(Assignment)
Reproduce the records below in their entirety, exactly as shown.

(Natural-language object grounding data)
* * * * * * *

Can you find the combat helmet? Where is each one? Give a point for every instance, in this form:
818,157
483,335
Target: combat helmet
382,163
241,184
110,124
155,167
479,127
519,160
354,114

* * * * * * *

(The answer)
Can you find the combat helmet? Where is each one? Give a point for every instance, in this form:
818,157
483,335
Target: combat helmet
382,163
241,184
110,124
155,167
479,127
519,160
354,114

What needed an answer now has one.